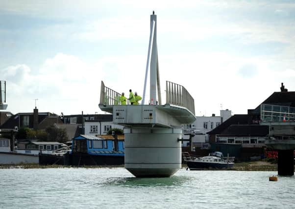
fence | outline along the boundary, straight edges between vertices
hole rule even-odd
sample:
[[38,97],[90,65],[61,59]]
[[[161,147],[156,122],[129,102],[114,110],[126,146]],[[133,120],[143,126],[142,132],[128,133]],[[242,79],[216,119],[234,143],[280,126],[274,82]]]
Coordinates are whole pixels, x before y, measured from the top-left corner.
[[6,102],[6,81],[0,81],[0,104],[3,104]]
[[[103,82],[101,81],[99,104],[104,105],[120,105],[121,104],[120,98],[121,95],[121,93],[104,86]],[[129,100],[127,101],[126,104],[129,104]]]
[[261,120],[263,122],[295,121],[295,108],[262,104]]
[[182,86],[168,81],[166,103],[186,107],[195,115],[195,101],[190,93]]

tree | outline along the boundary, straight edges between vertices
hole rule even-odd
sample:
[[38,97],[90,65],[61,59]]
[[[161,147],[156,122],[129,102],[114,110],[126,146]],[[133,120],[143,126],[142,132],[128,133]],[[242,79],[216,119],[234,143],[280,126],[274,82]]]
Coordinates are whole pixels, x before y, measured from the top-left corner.
[[65,128],[59,128],[55,125],[51,125],[46,128],[46,131],[49,141],[65,142],[68,140],[68,134]]
[[123,130],[120,128],[111,128],[108,131],[107,134],[111,135],[113,131],[117,134],[124,134]]

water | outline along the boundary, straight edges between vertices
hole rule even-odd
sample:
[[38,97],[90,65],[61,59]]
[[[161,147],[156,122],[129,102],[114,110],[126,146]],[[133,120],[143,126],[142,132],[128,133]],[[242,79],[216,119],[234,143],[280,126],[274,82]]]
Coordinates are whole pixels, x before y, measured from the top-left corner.
[[136,178],[123,168],[0,169],[1,208],[294,208],[295,178],[187,171]]

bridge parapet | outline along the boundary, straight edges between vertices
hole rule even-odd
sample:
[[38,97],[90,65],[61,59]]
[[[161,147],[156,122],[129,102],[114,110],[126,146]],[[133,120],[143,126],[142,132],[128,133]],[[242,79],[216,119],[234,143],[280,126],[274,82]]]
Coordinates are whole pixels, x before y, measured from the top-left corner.
[[182,86],[166,81],[166,103],[184,107],[195,114],[195,101]]

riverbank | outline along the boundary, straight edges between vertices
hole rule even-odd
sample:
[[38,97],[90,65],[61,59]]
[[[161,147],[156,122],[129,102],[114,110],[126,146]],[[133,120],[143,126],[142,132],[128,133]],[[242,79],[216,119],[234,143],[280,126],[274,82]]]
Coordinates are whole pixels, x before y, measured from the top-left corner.
[[[187,165],[185,164],[182,165],[182,168],[186,168]],[[0,169],[9,168],[22,168],[22,169],[33,169],[33,168],[78,168],[83,167],[86,168],[116,168],[124,167],[124,165],[82,165],[79,167],[73,166],[71,165],[39,165],[37,163],[22,164],[18,165],[0,165]],[[265,161],[257,161],[249,162],[236,163],[231,170],[237,171],[273,171],[277,170],[277,164],[270,163]]]

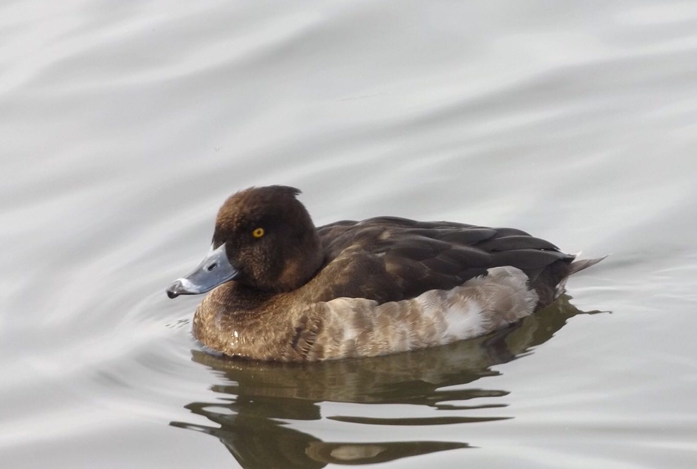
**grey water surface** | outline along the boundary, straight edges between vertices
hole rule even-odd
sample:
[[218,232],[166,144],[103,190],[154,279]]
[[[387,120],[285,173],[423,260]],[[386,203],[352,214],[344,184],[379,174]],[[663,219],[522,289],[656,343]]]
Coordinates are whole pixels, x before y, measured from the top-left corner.
[[[10,0],[0,158],[0,467],[697,467],[697,1]],[[212,357],[164,289],[273,183],[612,255],[475,340]]]

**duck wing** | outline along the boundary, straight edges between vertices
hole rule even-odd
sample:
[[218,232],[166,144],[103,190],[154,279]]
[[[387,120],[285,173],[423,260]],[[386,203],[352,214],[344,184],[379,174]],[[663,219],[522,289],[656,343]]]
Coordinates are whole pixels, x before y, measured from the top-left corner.
[[493,267],[512,266],[553,291],[574,256],[512,228],[395,217],[344,221],[317,229],[325,252],[315,287],[323,300],[346,296],[378,302],[449,290]]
+ + +
# To be done
Rewrite the records above, replacing "straight edges" with "straight segments" everywhere and leaving everything else unchanged. Omit the pictures from your answer.

# Solution below
fence | outline along the boundary, straight segments between vertices
hole rule even-odd
sample:
[[38,97],[90,65],[61,59]]
[[[161,147],[156,122],[129,102],[114,110],[126,146]],[[133,120],[143,126],[142,132],[128,133]],[[242,79],[216,119],[234,143],[280,126],[274,82]]]
Coordinates are whole pixels, x before y, measured from the top-left corner.
[[6,102],[6,81],[0,81],[0,104],[3,104]]
[[[103,82],[101,81],[99,104],[104,105],[120,105],[121,104],[120,98],[121,95],[121,93],[104,86]],[[129,100],[127,101],[126,104],[129,104]]]
[[261,120],[263,122],[295,121],[295,108],[262,104]]
[[182,86],[168,81],[166,103],[186,107],[195,115],[195,101],[190,93]]

tree | outline along the boundary, straight segments between vertices
hole rule even-odd
sample:
[[38,97],[90,65],[61,59]]
[[[161,147],[156,122],[129,102],[114,110],[126,146]],[[133,120],[143,126],[142,132],[128,133]],[[242,79],[216,119],[234,143],[280,126],[274,82]]]
Coordinates are whole pixels, x before y, measured from the top-left corner.
[[65,128],[59,128],[55,125],[51,125],[46,128],[46,131],[49,141],[65,142],[68,140],[68,134]]
[[123,130],[120,128],[111,128],[108,131],[107,134],[111,135],[113,131],[117,134],[124,134]]

water | outline along the boundary, straight segments between vertices
hole rule even-odd
sample:
[[38,97],[90,65],[61,59]]
[[[161,147],[156,122],[129,102],[114,110],[126,146]],[[133,120],[143,126],[142,132],[128,133]],[[242,79],[216,119],[234,143],[280,126],[274,82]]]
Coordinates are whole pixels, x before y, measured from the top-left corner.
[[136,178],[123,168],[0,169],[1,208],[294,208],[295,178],[187,171]]

bridge parapet | outline along the boundary, straight segments between vertices
hole rule even-odd
sample:
[[38,97],[90,65],[61,59]]
[[[161,147],[156,122],[129,102],[114,110],[126,146]],[[133,120],[143,126],[142,132],[128,133]],[[242,79],[216,119],[234,143],[280,126],[274,82]]]
Coordinates are whole pixels, x before y, measured from the top-left corner.
[[182,86],[166,81],[166,103],[184,107],[195,114],[195,101]]

riverbank | outline along the boundary, straight segments between vertices
hole rule even-odd
sample:
[[38,97],[90,65],[61,59]]
[[[161,147],[156,122],[129,102],[114,110],[126,146]],[[133,120],[143,126],[142,132],[128,133]],[[242,79],[216,119],[234,143],[280,126],[274,82]]]
Coordinates are whole pixels, x before y, measured from the top-left corner.
[[[187,165],[185,164],[182,165],[182,168],[186,168]],[[0,169],[9,168],[22,168],[22,169],[33,169],[33,168],[78,168],[83,167],[86,168],[116,168],[124,167],[124,165],[82,165],[79,167],[73,166],[71,165],[39,165],[37,163],[22,164],[18,165],[0,165]],[[265,161],[257,161],[249,162],[236,163],[231,170],[237,171],[273,171],[277,170],[277,164],[270,163]]]

**grey water surface** | outline along the boundary, straight segments between vertices
hole rule even-odd
sample:
[[218,232],[166,144],[103,190],[154,279]]
[[[387,120],[285,173],[423,260]],[[386,203],[352,214],[344,184],[379,174]],[[663,219],[522,289],[656,343]]]
Coordinates are whole pixels, x before y, measured from the top-left corner.
[[[10,0],[0,158],[0,467],[697,467],[697,1]],[[212,357],[164,289],[273,183],[612,255],[475,340]]]

**duck wing** | outline along the boundary, straight segments between vertices
hole rule even-odd
sample:
[[218,232],[166,144],[103,190],[154,279]]
[[[387,120],[285,173],[423,260]],[[386,203],[352,214],[344,184],[379,174]],[[663,219],[522,289],[656,343]]]
Coordinates are whole pixels, x before y, measured from the top-left corner.
[[493,267],[512,266],[553,291],[574,256],[512,228],[395,217],[344,221],[317,229],[325,252],[315,287],[323,300],[346,296],[378,302],[449,290]]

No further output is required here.